→ **TASK DIRECTIONS**: Which lines in the records below contain the word "coordinates"? Return each of them.

---------- DATA TO PROCESS

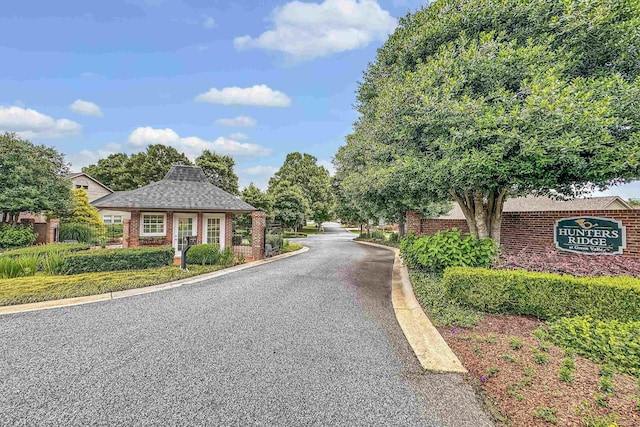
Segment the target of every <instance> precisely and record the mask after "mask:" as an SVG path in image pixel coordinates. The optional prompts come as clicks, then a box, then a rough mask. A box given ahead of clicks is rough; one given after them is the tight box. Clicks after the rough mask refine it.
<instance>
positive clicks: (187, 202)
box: [91, 165, 256, 212]
mask: <svg viewBox="0 0 640 427" xmlns="http://www.w3.org/2000/svg"><path fill="white" fill-rule="evenodd" d="M91 204H92V205H93V206H95V207H96V208H101V209H104V208H109V209H120V210H132V209H136V210H143V209H153V210H197V211H212V212H224V211H233V212H251V211H255V210H256V208H254V207H253V206H251V205H250V204H248V203H245V202H243V201H242V200H240V199H239V198H238V197H236V196H234V195H232V194H229V193H227V192H226V191H224V190H222V189H220V188H218V187H216V186H215V185H213V184H211V183H210V182H209V180H208V179H207V177H206V175H205V174H204V172H203V171H202V168H199V167H196V166H183V165H175V166H172V167H171V170H169V172H168V173H167V175H166V176H165V177H164V178H163V179H161V180H160V181H158V182H154V183H152V184H149V185H145V186H144V187H140V188H137V189H135V190H131V191H117V192H115V193H113V194H109V195H106V196H104V197H101V198H100V199H97V200H94V201H93V202H92V203H91Z"/></svg>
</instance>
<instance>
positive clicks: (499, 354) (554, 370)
mask: <svg viewBox="0 0 640 427" xmlns="http://www.w3.org/2000/svg"><path fill="white" fill-rule="evenodd" d="M410 277H411V281H412V283H413V287H414V291H415V294H416V298H417V299H418V300H419V302H420V304H421V305H422V307H423V309H424V310H425V312H426V313H427V315H428V316H429V318H430V319H431V320H432V321H433V323H434V324H435V325H436V327H437V328H438V330H439V332H440V334H441V335H442V336H443V338H444V339H445V341H446V342H447V344H448V345H449V346H450V347H451V349H452V350H453V351H454V352H455V353H456V355H457V356H458V357H459V358H460V361H461V362H462V363H463V365H464V366H465V367H466V368H467V369H468V370H469V380H470V381H471V382H472V383H473V384H474V386H476V387H477V388H478V389H480V390H481V391H482V394H483V396H484V397H485V400H486V401H487V403H488V407H489V408H491V409H492V413H493V415H494V417H495V418H496V419H497V420H498V421H499V422H500V423H502V424H504V425H509V426H514V427H544V426H551V425H558V426H576V427H577V426H581V427H600V426H603V427H611V426H613V427H616V426H617V427H622V426H629V427H630V426H640V406H639V403H640V379H638V378H634V377H633V376H630V375H626V374H621V373H619V372H615V370H612V369H610V368H608V367H603V366H600V365H599V364H597V363H594V362H593V361H591V360H587V359H585V358H583V357H581V356H579V355H576V354H574V353H573V352H572V351H568V350H565V349H563V348H561V347H558V346H555V345H552V344H551V343H550V341H549V340H548V339H549V337H548V335H547V332H546V329H545V323H544V322H542V321H540V320H538V319H536V318H533V317H528V316H513V315H489V314H485V313H481V312H479V311H476V310H473V309H469V308H467V307H464V306H460V305H457V304H454V303H453V302H452V301H451V300H450V299H449V298H448V297H447V295H446V293H445V292H444V288H443V287H442V285H441V283H440V279H439V277H438V276H435V275H429V274H425V273H421V272H415V271H412V272H410Z"/></svg>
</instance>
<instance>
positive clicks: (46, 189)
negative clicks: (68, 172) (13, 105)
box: [0, 132, 71, 223]
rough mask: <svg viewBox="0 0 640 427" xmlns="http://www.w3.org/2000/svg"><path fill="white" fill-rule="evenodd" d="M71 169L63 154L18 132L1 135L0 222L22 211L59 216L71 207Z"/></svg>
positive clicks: (0, 162)
mask: <svg viewBox="0 0 640 427" xmlns="http://www.w3.org/2000/svg"><path fill="white" fill-rule="evenodd" d="M68 171H69V169H68V167H67V164H66V163H65V162H64V158H63V156H62V154H60V153H58V152H57V151H56V150H55V149H53V148H51V147H46V146H44V145H35V144H33V143H31V142H30V141H27V140H25V139H22V138H20V137H19V136H18V135H16V134H15V133H6V132H5V133H3V134H0V213H1V216H0V222H12V223H15V222H16V221H17V220H18V215H19V214H20V212H38V213H39V212H53V213H58V212H61V211H64V210H66V209H68V208H69V206H70V204H71V185H70V183H69V180H67V179H66V177H65V175H66V174H67V173H68Z"/></svg>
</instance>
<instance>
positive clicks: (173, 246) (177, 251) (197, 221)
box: [173, 213, 198, 257]
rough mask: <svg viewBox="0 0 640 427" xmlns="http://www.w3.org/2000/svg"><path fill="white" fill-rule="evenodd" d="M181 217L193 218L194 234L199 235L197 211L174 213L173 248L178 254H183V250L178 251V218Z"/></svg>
mask: <svg viewBox="0 0 640 427" xmlns="http://www.w3.org/2000/svg"><path fill="white" fill-rule="evenodd" d="M180 218H193V235H194V236H197V235H198V214H195V213H174V214H173V249H174V250H175V251H176V256H177V257H178V256H181V255H182V252H181V251H178V219H180Z"/></svg>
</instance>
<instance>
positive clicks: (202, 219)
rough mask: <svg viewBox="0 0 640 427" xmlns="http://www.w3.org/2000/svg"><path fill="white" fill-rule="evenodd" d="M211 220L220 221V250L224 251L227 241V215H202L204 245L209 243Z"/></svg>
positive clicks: (212, 214) (216, 214)
mask: <svg viewBox="0 0 640 427" xmlns="http://www.w3.org/2000/svg"><path fill="white" fill-rule="evenodd" d="M209 218H218V219H220V249H224V247H225V246H224V245H225V241H224V236H225V234H224V232H225V229H224V226H225V214H223V213H222V214H203V215H202V243H207V244H209V242H208V241H207V220H208V219H209Z"/></svg>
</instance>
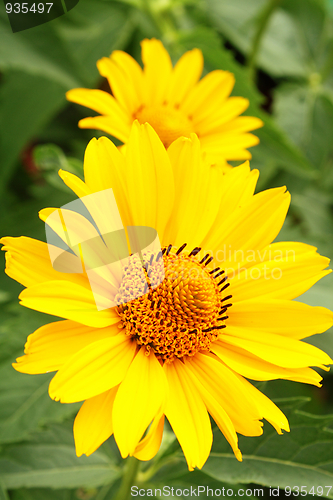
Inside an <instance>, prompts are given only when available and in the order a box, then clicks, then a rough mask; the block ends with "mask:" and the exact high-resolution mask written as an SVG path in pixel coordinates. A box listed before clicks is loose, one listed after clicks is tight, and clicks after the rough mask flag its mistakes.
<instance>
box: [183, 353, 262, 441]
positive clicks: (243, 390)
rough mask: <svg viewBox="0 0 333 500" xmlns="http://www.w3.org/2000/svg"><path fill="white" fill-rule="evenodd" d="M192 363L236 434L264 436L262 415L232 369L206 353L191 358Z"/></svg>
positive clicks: (215, 357)
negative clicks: (231, 426) (248, 395)
mask: <svg viewBox="0 0 333 500" xmlns="http://www.w3.org/2000/svg"><path fill="white" fill-rule="evenodd" d="M189 364H191V365H192V369H193V371H194V372H195V376H196V377H197V378H198V379H199V380H200V382H201V383H202V385H203V386H204V387H206V389H207V390H208V391H209V393H210V394H211V395H212V397H213V398H214V399H215V400H216V401H217V402H218V403H219V405H220V406H221V407H222V408H223V409H224V410H225V412H226V413H227V415H228V417H229V418H230V420H231V421H232V424H233V426H234V428H235V430H236V432H239V433H240V434H244V435H245V436H260V435H261V434H262V422H260V421H259V419H260V418H261V415H260V413H259V412H258V410H257V408H256V406H255V405H254V404H253V401H252V400H251V398H249V396H248V394H247V392H246V391H245V390H244V386H243V385H242V384H241V383H240V381H239V379H238V378H237V376H236V374H235V373H234V372H233V371H232V370H230V368H228V367H227V366H225V365H224V364H223V363H221V361H220V360H219V359H218V358H217V357H215V356H213V355H211V354H207V355H206V354H202V353H197V354H196V355H195V356H193V358H188V359H187V360H186V366H188V365H189ZM221 388H223V390H221Z"/></svg>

--------------------

→ **RESPONSE TO THIS EXERCISE**:
Segment the target of every <instance> precisely and record the mask after "mask:" as an SVG path in image pixel coordinates. The optional prompts come as clicks, then a box, then a rough mask. A box given ahead of clicks is rough; one given after them is the tight box. Clicks after the rough mask refine it.
Inside an <instance>, prompts are given only when available and in the order a box, then clicks, then a rough mask; the block ends with "mask:" and the exact high-resolution mask written as an SVG path in pixel coordinates. A box listed before clicks is loose, one listed after clicks is tight, and clicks after the rough mask flag its mistakes.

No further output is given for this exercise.